**Instructions to follow:**
Skip the images and restate every line of the records exactly.

..............................

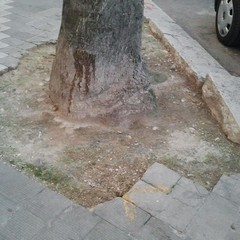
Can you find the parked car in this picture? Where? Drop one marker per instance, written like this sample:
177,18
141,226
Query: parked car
228,21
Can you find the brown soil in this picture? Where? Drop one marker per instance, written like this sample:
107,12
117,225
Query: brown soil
92,162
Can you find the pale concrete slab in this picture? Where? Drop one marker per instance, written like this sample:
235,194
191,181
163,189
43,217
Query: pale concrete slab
220,90
18,188
22,225
47,204
122,214
147,197
106,231
214,219
155,229
75,222
228,188
161,177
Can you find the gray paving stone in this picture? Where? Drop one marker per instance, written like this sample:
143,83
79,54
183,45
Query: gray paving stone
46,234
3,20
189,193
3,27
228,188
155,229
18,34
214,219
22,225
3,45
191,186
147,197
75,222
3,55
9,61
2,68
4,13
18,187
236,176
6,169
47,204
122,214
3,237
13,41
3,35
14,52
106,231
177,214
234,231
7,209
161,177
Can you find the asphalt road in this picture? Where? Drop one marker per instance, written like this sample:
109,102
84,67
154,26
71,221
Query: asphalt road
197,18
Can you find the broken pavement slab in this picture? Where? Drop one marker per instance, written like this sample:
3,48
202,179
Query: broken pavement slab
220,89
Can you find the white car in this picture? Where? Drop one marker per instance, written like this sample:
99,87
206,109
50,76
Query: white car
228,21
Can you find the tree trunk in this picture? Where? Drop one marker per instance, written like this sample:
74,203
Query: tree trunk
98,67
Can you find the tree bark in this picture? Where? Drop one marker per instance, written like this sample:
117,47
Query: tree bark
98,68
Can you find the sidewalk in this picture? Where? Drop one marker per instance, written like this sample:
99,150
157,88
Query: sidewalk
162,205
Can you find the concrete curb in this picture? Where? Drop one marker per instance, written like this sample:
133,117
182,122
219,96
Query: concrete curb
219,87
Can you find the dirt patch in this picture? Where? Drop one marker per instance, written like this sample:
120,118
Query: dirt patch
93,162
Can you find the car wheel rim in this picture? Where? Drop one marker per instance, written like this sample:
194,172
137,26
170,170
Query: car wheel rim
225,17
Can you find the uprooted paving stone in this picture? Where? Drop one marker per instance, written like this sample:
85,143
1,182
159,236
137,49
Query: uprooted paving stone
166,207
96,162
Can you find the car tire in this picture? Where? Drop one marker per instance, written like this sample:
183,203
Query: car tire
228,22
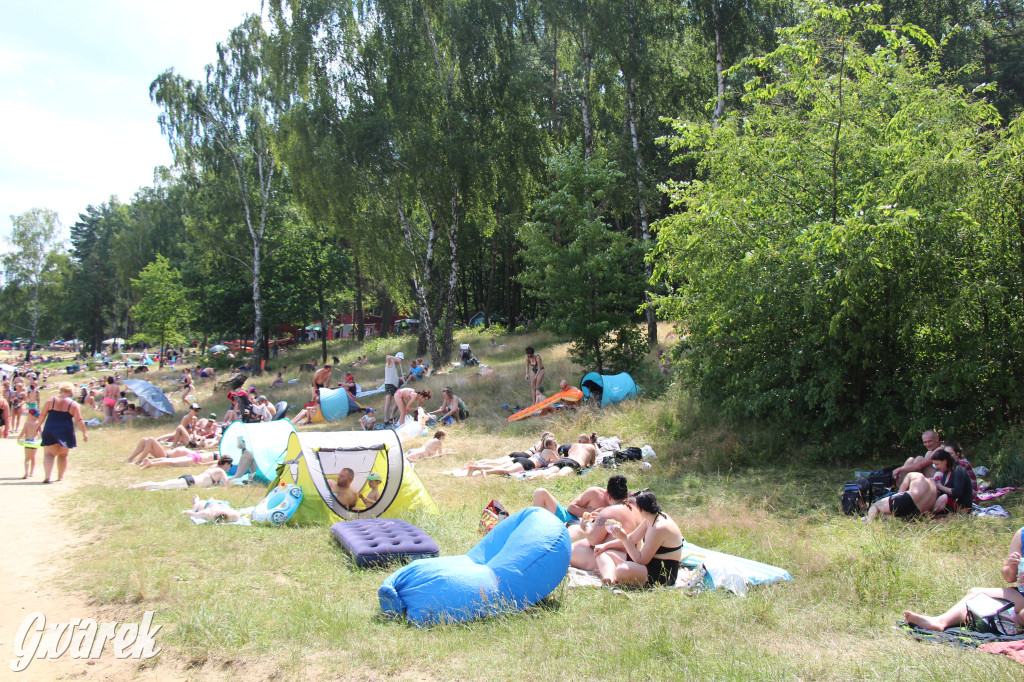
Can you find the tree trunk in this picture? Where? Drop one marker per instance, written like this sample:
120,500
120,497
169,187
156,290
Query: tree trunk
419,288
360,327
257,356
644,224
453,235
588,59
719,67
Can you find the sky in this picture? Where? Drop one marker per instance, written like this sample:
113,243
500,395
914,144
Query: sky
76,122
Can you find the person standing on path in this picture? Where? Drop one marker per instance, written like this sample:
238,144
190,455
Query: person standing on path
535,372
392,379
58,416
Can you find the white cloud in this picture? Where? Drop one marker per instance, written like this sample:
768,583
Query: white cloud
81,127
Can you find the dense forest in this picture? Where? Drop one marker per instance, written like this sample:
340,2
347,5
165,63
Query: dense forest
826,198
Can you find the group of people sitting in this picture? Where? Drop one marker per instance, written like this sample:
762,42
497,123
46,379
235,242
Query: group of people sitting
625,538
942,480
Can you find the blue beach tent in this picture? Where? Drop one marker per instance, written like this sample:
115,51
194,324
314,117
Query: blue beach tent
609,389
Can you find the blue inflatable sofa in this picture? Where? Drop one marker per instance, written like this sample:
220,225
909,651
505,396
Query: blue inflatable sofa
515,565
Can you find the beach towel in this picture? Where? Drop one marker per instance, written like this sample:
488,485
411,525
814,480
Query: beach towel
985,496
958,637
995,511
1013,649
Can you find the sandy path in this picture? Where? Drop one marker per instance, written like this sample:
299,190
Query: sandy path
35,543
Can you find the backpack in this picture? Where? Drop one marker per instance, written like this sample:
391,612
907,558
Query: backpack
990,615
857,495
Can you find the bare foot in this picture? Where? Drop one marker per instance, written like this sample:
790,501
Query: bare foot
923,622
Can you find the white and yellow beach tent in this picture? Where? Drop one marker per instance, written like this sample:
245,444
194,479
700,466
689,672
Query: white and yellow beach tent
313,458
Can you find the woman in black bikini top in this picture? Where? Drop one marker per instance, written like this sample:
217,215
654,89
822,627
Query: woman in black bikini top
657,561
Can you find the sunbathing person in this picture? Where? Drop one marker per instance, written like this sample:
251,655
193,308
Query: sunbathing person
627,560
622,510
955,493
507,459
916,496
190,458
581,456
213,510
520,462
217,474
430,449
957,613
153,449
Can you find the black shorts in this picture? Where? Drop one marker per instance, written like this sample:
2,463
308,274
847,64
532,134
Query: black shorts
662,571
568,462
525,462
902,506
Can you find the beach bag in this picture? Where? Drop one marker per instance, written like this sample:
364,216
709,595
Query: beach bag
856,497
493,514
991,615
629,455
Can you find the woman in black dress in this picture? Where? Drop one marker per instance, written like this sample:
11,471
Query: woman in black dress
58,416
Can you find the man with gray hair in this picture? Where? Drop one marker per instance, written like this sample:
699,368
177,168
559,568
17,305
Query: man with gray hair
923,463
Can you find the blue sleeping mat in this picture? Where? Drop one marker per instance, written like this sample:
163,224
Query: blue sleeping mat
376,541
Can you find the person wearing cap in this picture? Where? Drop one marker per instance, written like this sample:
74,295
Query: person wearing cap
263,410
322,379
368,420
374,481
392,379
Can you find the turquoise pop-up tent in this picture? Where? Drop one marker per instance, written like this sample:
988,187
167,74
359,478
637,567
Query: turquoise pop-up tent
608,389
337,403
266,440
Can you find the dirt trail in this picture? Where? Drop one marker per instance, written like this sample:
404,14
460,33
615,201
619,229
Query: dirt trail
36,543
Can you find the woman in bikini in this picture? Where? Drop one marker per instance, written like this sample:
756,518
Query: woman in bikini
535,372
111,394
625,560
957,613
409,399
180,457
520,462
58,417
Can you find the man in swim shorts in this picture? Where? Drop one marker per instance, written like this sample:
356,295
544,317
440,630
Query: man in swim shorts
392,378
916,496
591,500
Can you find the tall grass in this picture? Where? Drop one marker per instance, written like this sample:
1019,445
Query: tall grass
285,603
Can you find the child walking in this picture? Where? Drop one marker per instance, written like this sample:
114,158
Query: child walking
30,434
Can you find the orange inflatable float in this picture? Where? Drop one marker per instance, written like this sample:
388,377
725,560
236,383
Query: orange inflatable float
568,395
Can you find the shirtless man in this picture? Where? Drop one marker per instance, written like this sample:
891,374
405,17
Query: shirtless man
322,379
592,500
342,488
916,496
622,510
217,474
924,463
582,455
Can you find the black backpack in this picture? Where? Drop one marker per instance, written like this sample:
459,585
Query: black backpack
857,495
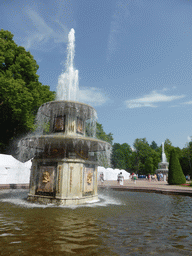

..............................

**Answer box:**
Can you find the parked car in this picture? Where? Drop one marker per instance, written like this sample:
177,18
141,226
Query: parked car
228,21
Can you find the brown soil in this picture? Where? Drop one marker per instance, written like this sample:
107,12
117,225
Query: brown soil
92,162
Can you find the pale concrete slab in this picture? Where? Drop one marker per instance, written like this sample:
235,194
191,181
163,189
43,217
Query: pale concrete slab
220,90
18,188
22,225
47,204
122,214
147,197
106,231
214,219
155,229
75,222
228,188
161,177
Can you find the gray paving stone in this picture? Where? Drop one marker per instance, written like this sample:
143,83
79,54
183,45
Query: gray paving stone
46,234
3,20
189,193
3,27
228,188
155,229
18,34
214,219
22,225
3,45
191,186
147,197
75,222
3,55
9,61
2,68
4,13
18,187
236,176
6,169
47,204
122,214
3,237
13,41
3,35
14,52
106,231
177,214
234,231
7,209
161,177
Can you find the asphalt road in this picture? Where? Drop one marker per instance, written like this sample:
109,102
84,67
154,26
71,221
Query: asphalt road
197,18
Can you find the broken pavement slab in this picture? Where? Drop one marker per instance, written like this sample:
3,48
202,179
Query: broken pavement slab
220,89
Can you find the white car in this picture? Where? Drop one marker per instance, written like this sample:
99,87
206,109
50,76
Query: white car
228,21
Can you find the tree trunk in this picture? Where? Drop one marker per instance, written like this sample:
74,203
Query: tree trunk
98,67
Can you find the tree bark in this picture? Where? Drop one marker per instance, written like this sample:
117,47
Query: tree bark
98,68
Can you find the sidewalk in this picture? Where? Drop one marker per instance, written like this sample:
99,150
157,88
Query: sidewalk
162,205
Can you find the concrete curb in this picture? Where? Drop one marker per instance, written like this sample:
133,117
182,122
219,96
Query: concrete curb
219,87
Can you find the dirt patch in this picture? Where? Drop one marker per instance, written like this sample:
120,118
Query: dirt patch
93,162
Can you find the car wheel rim in this picture? Where? Drop one marker per instance, written like this sample:
194,172
137,26
170,170
Query: car wheel rim
225,17
Can you find the uprooted paving stone in this picture? Where? Drop one marker per instance, written like this sample:
85,143
1,182
159,236
137,49
Query: uprooted paving stone
166,207
96,162
Can you find the car tire in this picture? Where? Drop one marker per instance, written like this sample:
183,203
Query: car tire
228,22
Can you find the tree trunk in this picture? Where? Drop one marker per instance, written like this sample:
120,500
120,497
169,187
156,290
Query: tree trunk
419,288
360,327
257,356
644,224
453,235
588,59
719,67
Can you find the sky in this picture? Where? Drop one marker per instance, written like this sample:
113,243
500,395
914,144
Query: sky
76,122
Can you find the person standing on path in this picture? Where? Drop one marker per instance, written like this sample:
238,144
190,455
Query: person standing on path
535,372
392,379
58,416
Can you find the white cloud in this picture? Where? Drop one marker per instance, written like this sample:
768,583
Query: white cloud
81,127
Can you find the dense forest in this picture? Where? Drop one marker per instance, written like this sample:
340,2
347,5
165,63
Query: dense forest
826,198
Can you find the group of people sitting in this picture? Where? Drop one marker per instance, written like this sample:
762,42
497,123
46,379
235,242
Query: group of people sitting
625,538
942,480
Can you find the blue beach tent in this picture? Where? Drop one marker per instance, written like this sample:
115,51
194,324
314,117
Query: blue beach tent
609,389
Can you find the blue inflatable sofa in this picture? Where? Drop one marker per instance, written like this sample:
220,225
909,651
505,396
Query: blue inflatable sofa
515,565
Can you find the beach towel in this picture? Where? Drop one marker per instance, written like this sample:
488,485
411,525
814,480
Query: beach towel
985,496
958,637
995,511
1013,649
Can you find the sandy path in this picture? Where? Drop one marker per instance, written like this sample:
299,190
Query: sandy path
35,543
Can you find the backpack in this picture? Where? Drop one marker per instance, written like this sample:
391,612
907,558
Query: backpack
990,615
857,495
Can you find the bare foot in this picture? Where? Drop one marker per instance, written like this sample:
790,501
Query: bare foot
923,622
Can you find the white and yellow beach tent in this picture? Where? Drop one marker per instance, written like this sample:
245,444
194,479
700,466
689,672
Query: white and yellow beach tent
313,458
Can you find the woman in black bikini top in this picture? Where? Drop one marker per instance, written like this sample:
217,215
654,89
822,627
Query: woman in black bikini top
657,561
Can you find the sunbathing person in this picture? Where? Drop one marker per instance, written like this sample:
251,655
193,308
Query: sunbathing person
627,560
622,510
955,493
507,459
916,496
190,458
581,456
213,510
520,462
217,474
430,449
957,613
153,449
Can you find the black shorts in this picture? Where? Drop one marker per instance, written like this sample:
2,463
308,274
847,64
532,134
Query: black shorts
662,571
568,462
525,462
902,506
Can you find the beach bag in this picture? Where? Drop one marker per instance, written like this sample:
364,216
709,595
Query: beach bag
856,497
493,514
991,615
629,455
Can you find the woman in black dress in this picture? Where? Drop one marker per instance, written like this sample:
11,471
Query: woman in black dress
58,416
Can you find the man with gray hair in this picture? Where? Drop one marker per instance, written like this sample:
699,368
177,168
559,568
17,305
Query: man with gray hair
923,463
Can you find the blue sleeping mat in this picture? Where? Drop one marker per instance, written like this sample:
163,224
Query: blue sleeping mat
376,541
Can you find the person wearing cap in this picture? Where? Drop one marker per instance, written like this sample:
74,295
Query: person wearing cap
263,410
322,379
368,420
374,481
392,379
Can you find the turquoise pop-up tent in this picture? Where? Drop one marker per instance, written like this sample:
988,187
167,74
359,478
637,567
Query: turquoise pop-up tent
608,389
337,403
266,440
Can you find the dirt trail in this picture? Where? Drop one marker per instance, written like this sample:
404,14
460,33
615,201
619,229
Query: dirt trail
36,543
Can you find the woman in bikini in this picture? Where? Drop one marker per instance, written like this sample:
756,518
Query: woman in bikini
535,372
111,394
625,560
957,613
409,399
180,457
520,462
58,417
Can you find the man in swim shorts in this picture? Where? Drop one marker per instance, written like this sample:
356,295
544,317
440,630
Query: man in swim shorts
392,378
916,496
591,500
Can you find the tall grass in this picture? Where? Drop one marker per instance, written like this sample:
1019,445
Query: tall grass
285,603
Can you find the child walking in this picture? Where? Drop one marker per instance, written like this sample:
114,158
Query: child walking
30,434
Can you find the orange inflatable float in this picture? Where? Drop one marker per instance, written like this sample:
388,377
725,560
236,383
Query: orange inflatable float
568,395
Can you find the shirtless man in this picture? Where? Drop one marker per instance, written like this sample:
891,374
405,17
Query: shirtless man
322,379
592,500
342,488
916,496
622,510
217,474
924,463
582,455
Can you find the black backpack in this picture? Where? Drop one marker per instance, written like this sample:
459,585
Query: black backpack
857,495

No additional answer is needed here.